Every line below that holds the string "snow" must be copied.
%%
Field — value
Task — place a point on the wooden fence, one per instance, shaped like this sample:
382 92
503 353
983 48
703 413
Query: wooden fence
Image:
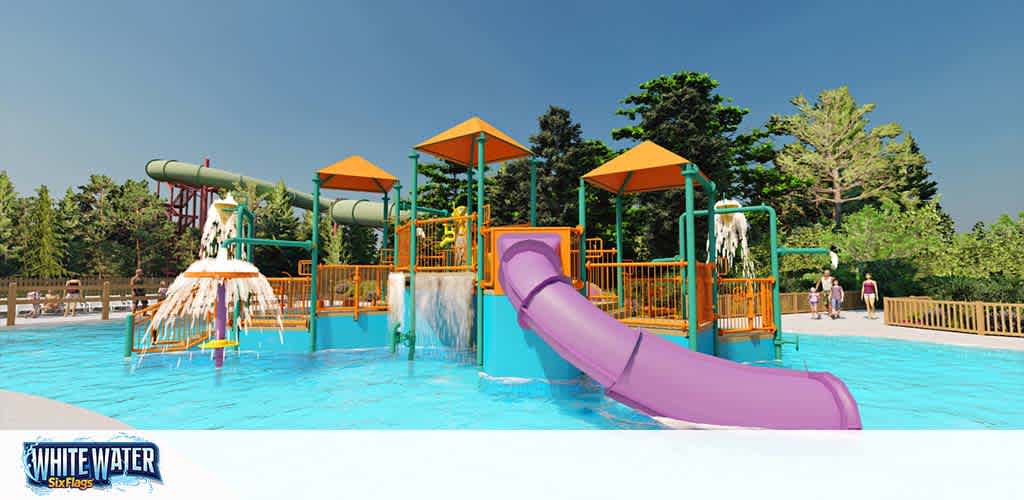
795 302
101 296
977 318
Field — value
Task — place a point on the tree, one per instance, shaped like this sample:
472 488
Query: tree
95 203
9 247
683 113
358 245
837 153
913 180
43 251
333 246
275 220
565 156
73 236
146 236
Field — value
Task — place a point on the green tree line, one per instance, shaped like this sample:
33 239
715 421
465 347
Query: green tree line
105 228
835 178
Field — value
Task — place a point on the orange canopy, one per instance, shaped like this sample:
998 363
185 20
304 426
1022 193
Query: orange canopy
356 173
458 144
645 167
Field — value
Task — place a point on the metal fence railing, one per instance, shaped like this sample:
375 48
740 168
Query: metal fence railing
652 293
744 304
351 289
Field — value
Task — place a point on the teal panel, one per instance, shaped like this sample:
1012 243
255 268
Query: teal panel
343 332
271 340
510 350
751 348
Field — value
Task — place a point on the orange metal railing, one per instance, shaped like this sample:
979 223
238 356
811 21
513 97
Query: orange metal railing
744 305
602 280
386 256
653 293
351 289
293 300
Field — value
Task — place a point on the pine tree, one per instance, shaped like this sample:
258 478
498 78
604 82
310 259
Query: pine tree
444 188
43 250
333 248
358 245
275 220
9 247
72 235
95 202
843 159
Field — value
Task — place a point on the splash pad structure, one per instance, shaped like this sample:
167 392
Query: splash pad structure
210 284
549 303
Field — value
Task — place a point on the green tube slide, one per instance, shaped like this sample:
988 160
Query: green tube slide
359 212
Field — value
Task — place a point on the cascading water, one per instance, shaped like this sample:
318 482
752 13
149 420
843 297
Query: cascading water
193 295
730 233
443 310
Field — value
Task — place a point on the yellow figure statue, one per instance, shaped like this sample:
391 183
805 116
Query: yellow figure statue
455 233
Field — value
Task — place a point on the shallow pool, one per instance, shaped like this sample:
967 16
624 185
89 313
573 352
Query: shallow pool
898 384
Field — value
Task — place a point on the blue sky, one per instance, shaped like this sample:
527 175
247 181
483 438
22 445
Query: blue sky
275 90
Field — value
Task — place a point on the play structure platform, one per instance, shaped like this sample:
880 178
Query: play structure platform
672 337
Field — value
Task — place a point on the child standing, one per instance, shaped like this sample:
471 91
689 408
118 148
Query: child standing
813 297
837 298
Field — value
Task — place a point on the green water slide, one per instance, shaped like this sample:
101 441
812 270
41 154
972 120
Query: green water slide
359 212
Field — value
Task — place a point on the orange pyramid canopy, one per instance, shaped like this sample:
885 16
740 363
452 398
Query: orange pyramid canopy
645 167
458 144
356 173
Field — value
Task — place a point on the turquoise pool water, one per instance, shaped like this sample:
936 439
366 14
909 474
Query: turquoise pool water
897 384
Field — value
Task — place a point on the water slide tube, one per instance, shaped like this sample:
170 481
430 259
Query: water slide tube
359 212
677 386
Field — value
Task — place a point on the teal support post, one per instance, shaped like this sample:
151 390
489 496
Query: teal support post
469 189
776 252
129 322
240 215
313 263
691 268
532 192
713 259
415 157
384 234
583 238
479 248
619 248
397 221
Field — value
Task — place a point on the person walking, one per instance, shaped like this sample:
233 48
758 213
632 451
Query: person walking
812 298
825 284
73 296
137 291
836 296
868 291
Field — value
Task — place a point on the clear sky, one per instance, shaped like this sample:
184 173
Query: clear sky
275 90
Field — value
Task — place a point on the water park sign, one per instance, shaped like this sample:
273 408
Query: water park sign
82 465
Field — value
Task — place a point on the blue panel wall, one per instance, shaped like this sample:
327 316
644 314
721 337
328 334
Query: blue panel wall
333 332
269 340
747 348
342 332
509 350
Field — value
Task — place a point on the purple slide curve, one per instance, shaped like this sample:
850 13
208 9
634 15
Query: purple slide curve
652 374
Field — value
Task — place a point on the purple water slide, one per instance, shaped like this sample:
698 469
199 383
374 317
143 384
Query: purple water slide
655 375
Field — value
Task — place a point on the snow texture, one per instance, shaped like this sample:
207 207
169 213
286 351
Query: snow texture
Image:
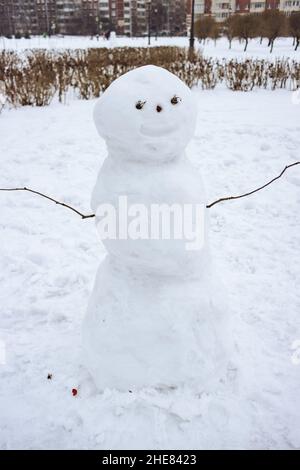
%%
Finished exercise =>
Task — place a point on the snow texture, one per instance, shaped like this sample:
Query: snow texture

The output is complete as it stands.